§ EXERCISE: Extract each line of the listing below that contains the word "hillside". Match case exactly.

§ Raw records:
______
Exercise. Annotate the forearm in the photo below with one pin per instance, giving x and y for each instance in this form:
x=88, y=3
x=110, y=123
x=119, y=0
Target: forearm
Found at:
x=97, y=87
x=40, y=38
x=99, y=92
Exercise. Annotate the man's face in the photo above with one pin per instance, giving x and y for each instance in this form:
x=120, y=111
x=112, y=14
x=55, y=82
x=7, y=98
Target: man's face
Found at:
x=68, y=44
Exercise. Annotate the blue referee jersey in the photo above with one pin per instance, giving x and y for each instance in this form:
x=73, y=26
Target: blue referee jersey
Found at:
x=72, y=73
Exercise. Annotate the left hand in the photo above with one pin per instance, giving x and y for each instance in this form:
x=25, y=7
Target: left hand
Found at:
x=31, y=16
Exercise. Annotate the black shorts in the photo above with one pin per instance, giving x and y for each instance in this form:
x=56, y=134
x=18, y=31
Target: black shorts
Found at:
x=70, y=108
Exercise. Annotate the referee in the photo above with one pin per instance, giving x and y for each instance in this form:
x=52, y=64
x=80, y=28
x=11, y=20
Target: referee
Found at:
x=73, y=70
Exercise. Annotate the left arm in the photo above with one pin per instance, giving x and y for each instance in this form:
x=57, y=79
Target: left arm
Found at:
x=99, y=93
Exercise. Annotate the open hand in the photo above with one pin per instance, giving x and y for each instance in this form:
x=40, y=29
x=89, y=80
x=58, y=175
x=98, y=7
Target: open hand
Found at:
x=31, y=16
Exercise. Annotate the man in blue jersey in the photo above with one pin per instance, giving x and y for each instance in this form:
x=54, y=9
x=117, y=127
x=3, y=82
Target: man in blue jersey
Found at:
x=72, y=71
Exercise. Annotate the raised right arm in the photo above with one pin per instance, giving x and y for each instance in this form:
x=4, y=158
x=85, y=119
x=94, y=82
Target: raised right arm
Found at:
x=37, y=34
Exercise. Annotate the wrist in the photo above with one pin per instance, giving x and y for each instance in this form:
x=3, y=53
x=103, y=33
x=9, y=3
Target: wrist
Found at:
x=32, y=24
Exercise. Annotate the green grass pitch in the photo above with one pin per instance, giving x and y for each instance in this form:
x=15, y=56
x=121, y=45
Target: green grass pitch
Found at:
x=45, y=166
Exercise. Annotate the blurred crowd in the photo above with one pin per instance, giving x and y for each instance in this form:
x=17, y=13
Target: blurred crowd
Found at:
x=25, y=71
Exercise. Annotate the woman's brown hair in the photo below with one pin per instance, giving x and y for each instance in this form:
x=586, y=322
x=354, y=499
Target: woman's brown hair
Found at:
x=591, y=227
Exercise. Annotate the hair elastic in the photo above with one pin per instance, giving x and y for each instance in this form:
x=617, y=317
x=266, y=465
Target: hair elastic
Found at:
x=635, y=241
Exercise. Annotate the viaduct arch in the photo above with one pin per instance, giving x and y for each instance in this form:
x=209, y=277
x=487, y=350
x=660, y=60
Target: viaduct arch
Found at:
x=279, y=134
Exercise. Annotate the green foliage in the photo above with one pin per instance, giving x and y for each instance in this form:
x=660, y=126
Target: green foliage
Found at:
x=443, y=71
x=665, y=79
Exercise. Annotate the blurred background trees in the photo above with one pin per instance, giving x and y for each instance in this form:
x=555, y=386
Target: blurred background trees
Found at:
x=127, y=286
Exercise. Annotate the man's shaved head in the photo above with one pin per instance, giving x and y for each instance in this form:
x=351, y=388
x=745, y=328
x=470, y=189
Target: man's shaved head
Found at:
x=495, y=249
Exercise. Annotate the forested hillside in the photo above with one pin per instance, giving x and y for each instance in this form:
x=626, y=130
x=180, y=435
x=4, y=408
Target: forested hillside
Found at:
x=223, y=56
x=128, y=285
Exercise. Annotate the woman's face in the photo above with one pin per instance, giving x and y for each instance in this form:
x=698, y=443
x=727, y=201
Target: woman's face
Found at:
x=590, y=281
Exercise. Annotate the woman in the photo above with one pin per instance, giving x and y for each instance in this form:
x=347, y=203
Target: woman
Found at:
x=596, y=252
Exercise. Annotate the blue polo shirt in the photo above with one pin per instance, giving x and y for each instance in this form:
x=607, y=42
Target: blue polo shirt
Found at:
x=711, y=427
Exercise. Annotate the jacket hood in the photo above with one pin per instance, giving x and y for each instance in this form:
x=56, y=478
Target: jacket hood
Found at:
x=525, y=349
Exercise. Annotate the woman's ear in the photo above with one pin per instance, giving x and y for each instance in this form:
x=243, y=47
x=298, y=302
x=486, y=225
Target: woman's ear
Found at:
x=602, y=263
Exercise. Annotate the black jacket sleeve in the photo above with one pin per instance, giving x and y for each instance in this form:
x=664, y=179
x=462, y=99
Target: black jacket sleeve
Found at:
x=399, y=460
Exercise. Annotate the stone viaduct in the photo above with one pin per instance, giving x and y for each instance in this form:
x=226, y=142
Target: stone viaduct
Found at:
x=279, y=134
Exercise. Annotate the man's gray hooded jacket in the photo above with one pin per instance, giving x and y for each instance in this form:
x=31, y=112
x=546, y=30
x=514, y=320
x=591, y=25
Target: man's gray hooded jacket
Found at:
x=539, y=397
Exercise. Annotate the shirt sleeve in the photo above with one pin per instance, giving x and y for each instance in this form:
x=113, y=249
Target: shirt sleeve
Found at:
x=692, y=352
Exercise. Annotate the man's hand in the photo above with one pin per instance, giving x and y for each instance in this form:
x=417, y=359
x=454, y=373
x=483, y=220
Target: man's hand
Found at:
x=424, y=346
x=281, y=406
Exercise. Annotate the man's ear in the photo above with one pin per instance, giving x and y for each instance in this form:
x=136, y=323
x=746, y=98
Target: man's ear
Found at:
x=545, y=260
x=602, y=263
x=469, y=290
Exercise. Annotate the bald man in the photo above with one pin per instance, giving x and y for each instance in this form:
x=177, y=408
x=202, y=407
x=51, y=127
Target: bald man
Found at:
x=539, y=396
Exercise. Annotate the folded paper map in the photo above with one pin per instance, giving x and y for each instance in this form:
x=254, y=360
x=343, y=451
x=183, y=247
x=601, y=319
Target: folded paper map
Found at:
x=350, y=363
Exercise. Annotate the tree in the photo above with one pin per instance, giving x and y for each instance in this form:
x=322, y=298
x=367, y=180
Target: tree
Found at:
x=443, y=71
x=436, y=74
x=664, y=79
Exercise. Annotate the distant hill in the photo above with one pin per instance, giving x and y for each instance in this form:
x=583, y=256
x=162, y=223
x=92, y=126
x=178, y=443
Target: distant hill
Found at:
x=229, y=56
______
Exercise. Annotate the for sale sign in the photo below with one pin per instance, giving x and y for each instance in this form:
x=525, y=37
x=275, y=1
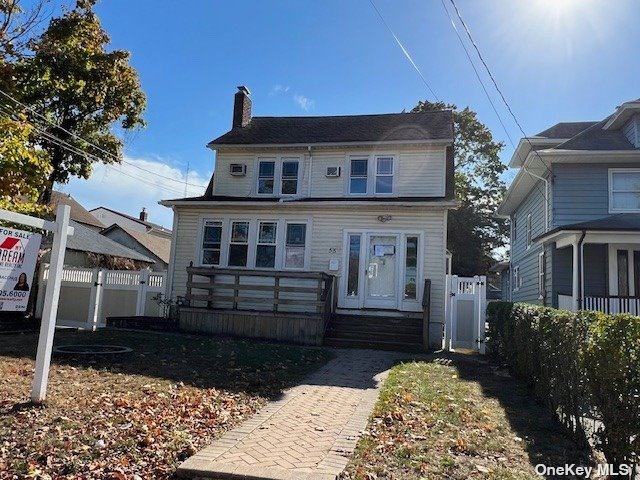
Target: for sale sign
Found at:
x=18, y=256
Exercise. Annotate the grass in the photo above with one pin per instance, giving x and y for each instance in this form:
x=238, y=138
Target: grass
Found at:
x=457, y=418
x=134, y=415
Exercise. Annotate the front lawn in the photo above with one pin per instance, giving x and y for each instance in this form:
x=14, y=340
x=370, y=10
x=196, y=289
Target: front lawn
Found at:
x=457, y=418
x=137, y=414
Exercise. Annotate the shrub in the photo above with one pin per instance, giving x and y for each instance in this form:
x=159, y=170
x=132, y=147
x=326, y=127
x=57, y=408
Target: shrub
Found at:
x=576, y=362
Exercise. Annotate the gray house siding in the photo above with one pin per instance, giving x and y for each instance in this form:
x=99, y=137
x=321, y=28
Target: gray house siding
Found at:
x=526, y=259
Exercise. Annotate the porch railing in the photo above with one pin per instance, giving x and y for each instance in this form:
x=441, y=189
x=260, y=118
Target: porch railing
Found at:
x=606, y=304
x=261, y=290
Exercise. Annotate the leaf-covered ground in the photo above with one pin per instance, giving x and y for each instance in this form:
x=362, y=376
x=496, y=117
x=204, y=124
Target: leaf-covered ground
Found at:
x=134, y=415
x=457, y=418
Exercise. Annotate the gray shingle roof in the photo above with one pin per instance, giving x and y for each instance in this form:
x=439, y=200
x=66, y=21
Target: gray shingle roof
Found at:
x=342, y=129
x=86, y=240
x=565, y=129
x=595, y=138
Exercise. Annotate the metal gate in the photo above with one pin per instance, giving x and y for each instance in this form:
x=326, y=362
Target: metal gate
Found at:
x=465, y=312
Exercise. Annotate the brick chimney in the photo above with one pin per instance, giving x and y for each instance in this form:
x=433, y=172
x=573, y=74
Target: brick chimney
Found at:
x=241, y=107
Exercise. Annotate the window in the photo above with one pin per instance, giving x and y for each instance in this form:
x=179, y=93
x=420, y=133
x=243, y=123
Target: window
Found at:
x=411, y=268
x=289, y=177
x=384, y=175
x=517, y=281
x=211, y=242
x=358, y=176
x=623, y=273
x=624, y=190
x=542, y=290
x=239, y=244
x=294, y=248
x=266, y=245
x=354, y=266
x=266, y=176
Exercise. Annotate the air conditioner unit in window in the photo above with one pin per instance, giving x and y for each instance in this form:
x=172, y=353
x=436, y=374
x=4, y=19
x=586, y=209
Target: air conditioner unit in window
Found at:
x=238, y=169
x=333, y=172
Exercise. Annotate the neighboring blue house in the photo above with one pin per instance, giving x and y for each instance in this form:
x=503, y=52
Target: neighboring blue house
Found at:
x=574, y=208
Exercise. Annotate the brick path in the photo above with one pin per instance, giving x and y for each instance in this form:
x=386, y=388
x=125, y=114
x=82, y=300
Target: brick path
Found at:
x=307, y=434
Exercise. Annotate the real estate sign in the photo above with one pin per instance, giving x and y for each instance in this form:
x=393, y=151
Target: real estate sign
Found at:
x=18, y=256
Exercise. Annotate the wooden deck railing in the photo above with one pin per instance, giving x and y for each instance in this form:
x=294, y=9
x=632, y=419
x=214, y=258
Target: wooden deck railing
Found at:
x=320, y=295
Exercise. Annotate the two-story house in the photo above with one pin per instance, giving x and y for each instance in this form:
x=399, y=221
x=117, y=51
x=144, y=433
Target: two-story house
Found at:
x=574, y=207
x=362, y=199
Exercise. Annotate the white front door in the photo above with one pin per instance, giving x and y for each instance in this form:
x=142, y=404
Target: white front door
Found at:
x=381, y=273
______
§ WRITTEN RESPONSE:
Exercise. Annotate the forested hillside in the photo above with one pin per instance, giving x and y for each instance in this form:
Target: forested hillside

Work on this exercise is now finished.